begin

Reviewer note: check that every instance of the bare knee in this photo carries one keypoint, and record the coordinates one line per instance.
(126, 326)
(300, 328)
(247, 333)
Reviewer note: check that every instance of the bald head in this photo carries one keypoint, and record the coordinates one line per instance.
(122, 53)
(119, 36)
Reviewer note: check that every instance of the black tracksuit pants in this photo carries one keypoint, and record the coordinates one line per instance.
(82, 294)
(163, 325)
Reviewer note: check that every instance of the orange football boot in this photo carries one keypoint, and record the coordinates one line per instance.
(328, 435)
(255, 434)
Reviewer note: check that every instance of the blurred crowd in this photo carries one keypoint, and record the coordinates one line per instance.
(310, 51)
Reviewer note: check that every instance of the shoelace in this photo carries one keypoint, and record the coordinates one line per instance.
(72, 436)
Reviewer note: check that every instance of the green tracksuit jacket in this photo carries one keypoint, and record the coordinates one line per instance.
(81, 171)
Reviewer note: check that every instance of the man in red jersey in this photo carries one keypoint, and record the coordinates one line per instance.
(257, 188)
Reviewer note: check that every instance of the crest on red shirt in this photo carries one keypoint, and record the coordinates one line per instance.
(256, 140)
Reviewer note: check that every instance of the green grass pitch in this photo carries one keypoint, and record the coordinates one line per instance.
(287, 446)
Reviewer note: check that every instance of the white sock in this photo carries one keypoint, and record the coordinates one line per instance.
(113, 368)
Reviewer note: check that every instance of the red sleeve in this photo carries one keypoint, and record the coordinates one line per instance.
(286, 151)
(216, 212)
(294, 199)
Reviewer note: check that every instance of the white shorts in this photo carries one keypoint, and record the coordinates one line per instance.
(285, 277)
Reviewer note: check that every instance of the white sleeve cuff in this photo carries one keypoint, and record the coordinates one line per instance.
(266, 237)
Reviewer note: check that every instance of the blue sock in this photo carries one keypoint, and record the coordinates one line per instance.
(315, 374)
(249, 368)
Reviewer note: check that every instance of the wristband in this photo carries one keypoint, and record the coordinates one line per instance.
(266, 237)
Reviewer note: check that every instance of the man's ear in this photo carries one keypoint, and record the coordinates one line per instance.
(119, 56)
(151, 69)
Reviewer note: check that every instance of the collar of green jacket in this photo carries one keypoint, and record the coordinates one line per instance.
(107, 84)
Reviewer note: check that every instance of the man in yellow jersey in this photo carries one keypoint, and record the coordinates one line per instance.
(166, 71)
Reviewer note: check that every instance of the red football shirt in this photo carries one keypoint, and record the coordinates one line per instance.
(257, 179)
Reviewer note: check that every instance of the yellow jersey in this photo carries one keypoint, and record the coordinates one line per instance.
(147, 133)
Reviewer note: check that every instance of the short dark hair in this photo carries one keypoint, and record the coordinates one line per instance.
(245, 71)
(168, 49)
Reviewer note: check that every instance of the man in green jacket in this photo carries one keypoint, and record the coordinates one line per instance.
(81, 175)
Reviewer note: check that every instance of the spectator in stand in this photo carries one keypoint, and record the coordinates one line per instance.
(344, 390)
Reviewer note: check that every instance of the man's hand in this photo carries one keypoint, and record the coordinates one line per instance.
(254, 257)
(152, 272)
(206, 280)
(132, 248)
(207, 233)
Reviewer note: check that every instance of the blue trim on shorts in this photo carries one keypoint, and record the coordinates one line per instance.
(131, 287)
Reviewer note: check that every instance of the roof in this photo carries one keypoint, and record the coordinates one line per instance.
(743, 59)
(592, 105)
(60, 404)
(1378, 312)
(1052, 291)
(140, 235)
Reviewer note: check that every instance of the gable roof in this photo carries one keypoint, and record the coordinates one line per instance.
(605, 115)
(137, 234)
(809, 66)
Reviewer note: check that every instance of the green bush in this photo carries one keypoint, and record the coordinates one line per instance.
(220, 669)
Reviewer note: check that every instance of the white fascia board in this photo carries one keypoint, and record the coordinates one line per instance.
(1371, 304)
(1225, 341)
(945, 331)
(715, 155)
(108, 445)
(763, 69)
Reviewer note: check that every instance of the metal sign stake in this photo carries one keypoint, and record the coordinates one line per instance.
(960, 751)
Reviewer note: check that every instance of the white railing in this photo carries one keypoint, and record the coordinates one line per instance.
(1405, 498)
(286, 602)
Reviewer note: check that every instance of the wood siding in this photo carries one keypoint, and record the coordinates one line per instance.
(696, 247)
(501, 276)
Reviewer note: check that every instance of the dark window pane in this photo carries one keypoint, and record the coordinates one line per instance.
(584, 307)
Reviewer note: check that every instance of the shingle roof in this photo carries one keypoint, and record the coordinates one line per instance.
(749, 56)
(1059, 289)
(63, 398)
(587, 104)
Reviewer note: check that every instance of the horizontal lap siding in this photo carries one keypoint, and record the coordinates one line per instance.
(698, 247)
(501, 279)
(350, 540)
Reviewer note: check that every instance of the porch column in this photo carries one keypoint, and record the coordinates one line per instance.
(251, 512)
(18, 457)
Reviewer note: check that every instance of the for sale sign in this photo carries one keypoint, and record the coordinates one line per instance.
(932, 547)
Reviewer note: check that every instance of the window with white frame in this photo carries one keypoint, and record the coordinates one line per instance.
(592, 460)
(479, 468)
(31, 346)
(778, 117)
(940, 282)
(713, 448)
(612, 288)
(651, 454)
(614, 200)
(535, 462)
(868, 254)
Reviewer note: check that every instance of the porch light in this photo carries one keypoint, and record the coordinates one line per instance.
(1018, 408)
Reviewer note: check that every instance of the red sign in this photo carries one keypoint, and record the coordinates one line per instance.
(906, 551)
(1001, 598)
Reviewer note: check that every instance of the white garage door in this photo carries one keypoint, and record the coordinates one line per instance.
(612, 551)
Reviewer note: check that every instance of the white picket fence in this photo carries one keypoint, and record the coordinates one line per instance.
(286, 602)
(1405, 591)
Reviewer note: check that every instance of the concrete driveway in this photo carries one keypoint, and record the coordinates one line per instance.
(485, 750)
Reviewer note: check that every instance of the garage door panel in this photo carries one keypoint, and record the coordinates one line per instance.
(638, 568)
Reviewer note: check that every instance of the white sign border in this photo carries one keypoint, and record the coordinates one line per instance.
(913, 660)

end

What is being asked: Exactly reproduce all of the entries.

Expected output:
Reviewer note: check that every instance of the bare knee in this photo carries one keypoint, and record the coordinates one line per instance.
(126, 326)
(300, 328)
(247, 333)
Reviewer note: check that every instance of the bald head in this photo carries one keypoint, and record the coordinates one line per instance.
(122, 53)
(119, 36)
Reviewer note: check that every instance of the black tracksuit pants in this photo carries one keypoint, and record the coordinates one line per instance.
(82, 294)
(163, 325)
Reviewer note: check that every instance of the orange football boot in this photo carries one keypoint, and record the coordinates one line per instance.
(328, 435)
(255, 434)
Reviewer note: check that every instance of the blurred crowd in this photo carries one keypoint, and record the coordinates one line per instance.
(310, 51)
Reviewer note: check that every instance of the shoelace in this photo carries one keypoint, and record the coordinates one line per instance.
(72, 436)
Reviewer note: check that every instance of the green tracksuit jacket in this photo carries one keypoint, and record the coordinates one line per instance.
(81, 171)
Reviewer note: check that every instance of the man in red jersey in this photo carries one keypoint, and record the coordinates one line per instance.
(257, 188)
Reviewer note: check that every instance of the crest on red shirt in this photo carries one keypoint, and record the coordinates one line per instance.
(256, 140)
Reviewer note: check that every instance of the green grass pitch in this photo carries one keypoint, and record the coordinates one line per instance.
(287, 446)
Reviewer note: check that every instance of the white sock in this photo carries one keypoint, and record the coordinates one line per instance.
(113, 368)
Reviewer note: check that every instance of the red sleeve in this photo carries one keypoint, and record the coordinates one line per instance.
(286, 151)
(216, 212)
(294, 199)
Reviewer note: check that every instance of the white shorts in this photo carries one keypoint, and record the coordinates one line per instance.
(285, 277)
Reviewer note: check that every instance of the white sleeve cuff in this photo carries one keypoint, and record the coordinates one line per instance.
(266, 237)
Reviewer note: check that every instance of the blue sock in this photo carries one keypoint, and record the coordinates one line per instance.
(315, 374)
(249, 368)
Reviewer note: check that every instance of the wristband in this photo carries one keypoint, and record the coordinates one line per instance.
(266, 237)
Reviewer note: check that every instance of the man's ear in this photo carries one keypoint, and record the coordinates one line per instance.
(119, 56)
(151, 69)
Reviewer note: check that every instance of the collar of green jacket in this photo carries one keypoint, and record the coordinates one line per instance.
(107, 84)
Reviewer note: check that every instance of the man in yellow jersey in this photo carries one keypoint, and record the coordinates one line per instance.
(166, 71)
Reviewer note: check that every instance of the red football shirt in this photo carries one keypoint, and record the coordinates one line per instance.
(257, 179)
Reviewer note: check that every instance of the yellow jersey in this photo carries one keypoint, and record the coordinates one line per instance.
(147, 133)
Reviewer note: check that every instance of the short dark hair in this photo carries one keypoint, and record the coordinates one line per instance.
(245, 71)
(168, 49)
Reviewer note: check that every instance of the man in green jacket in this photo carries one keypoint, and record the coordinates one line per instance.
(81, 175)
Reviewer note: check that every instance of the spectator in stand in this photo carries one keypoint, and record the coordinates one line per instance.
(344, 390)
Reviewer note: check that every instance of the man's hand in this photo carries one keypoint, and record the coordinates one line per instance.
(254, 257)
(152, 272)
(206, 280)
(132, 248)
(207, 233)
Reviewer note: check that every instance of the blue trim on shorts in this photo carries one keypoint, and record the coordinates one line per instance.
(131, 287)
Reviewer note: check that every instance of the roof in this photo carries one keypoint, and record the coordinates one line per instance.
(743, 59)
(592, 105)
(60, 404)
(1378, 312)
(1052, 291)
(140, 235)
Reviewer note: check that every instance of the gable roof in this photo carries one keypoint, and record the coordinates one line per instance.
(605, 115)
(137, 234)
(809, 66)
Reviewer note: check that every instance of the green bush in this photo carries one keypoint, and record the coordinates one line per instance.
(220, 669)
Reviewer note: check that every instance of the white fascia board in this photo carries one keypoint, and record the coordinates one line per instance.
(1371, 304)
(1225, 341)
(945, 331)
(715, 155)
(108, 445)
(763, 69)
Reviewer note: check that every instance of the metal sign stake in this photo carries one keypoint, and record the coordinates one line per instance.
(960, 751)
Reviewer note: check that every instance of the white railing in this photo carries one keypoint, and record the coordinates one line per instance.
(1405, 498)
(286, 602)
Reviewer note: check that every instance of the wood siding in this photo carries one keypoint, and record the coordinates one line per instance.
(696, 247)
(501, 276)
Reviewer note: check that every instance of the dark window pane in this photo carries one keypoint, and record the coordinates one line per instance.
(584, 307)
Reviewer note: check that every instance of the shingle roof in this photo carries one keypoint, and record the coordinates one line per instance.
(749, 56)
(1059, 289)
(63, 398)
(587, 104)
Reviewer note: check that every instance of the horizontal lap siding in this photo carries one keypoint, and record the coordinates one line per instance.
(698, 247)
(501, 279)
(350, 540)
Reviewer note: check that every instance of the porch column in this photo carries one keypoint, and record the coordinates one line per instance.
(251, 512)
(18, 457)
Reviewer note: check that every instance of the for sale sign in this photo carries one keypoint, and record the coordinates one line per instance.
(932, 547)
Reviewer note: check that every instance of the window with white frame in this photo carries one keypoint, and record the coordinates one line per instance.
(592, 460)
(479, 468)
(31, 346)
(778, 117)
(940, 282)
(713, 448)
(612, 288)
(651, 454)
(614, 200)
(535, 462)
(868, 254)
Reviewer note: check that every instance of the porch light in this photo carries one keypoint, and record the coordinates one line per instance.
(1018, 408)
Reviewer note: check that every instance of the red sign in this photo carries one keypoint, and record the coordinates one line per instance.
(906, 551)
(1001, 598)
Reviewer note: check that every instance of the white garage door in this photo carries one keypoint, and record the coordinates one line per instance.
(612, 551)
Reviewer note: check that every instance of the white picket fence in this photo carries one keypoint, and record the coordinates one line per instance.
(286, 602)
(1405, 591)
Reviewer note: check that every instance of the concrete driveway in this photo carries one keypoint, and record the coordinates one line per instance.
(485, 750)
Reviewer note: check that every instance of the garage door panel in this photo carries one keypoint, and record the coordinates one line per instance.
(638, 568)
Reviewer note: check that every instance of the white sign border in this photo carries one keypoint, and record the coordinates one line per instance.
(913, 660)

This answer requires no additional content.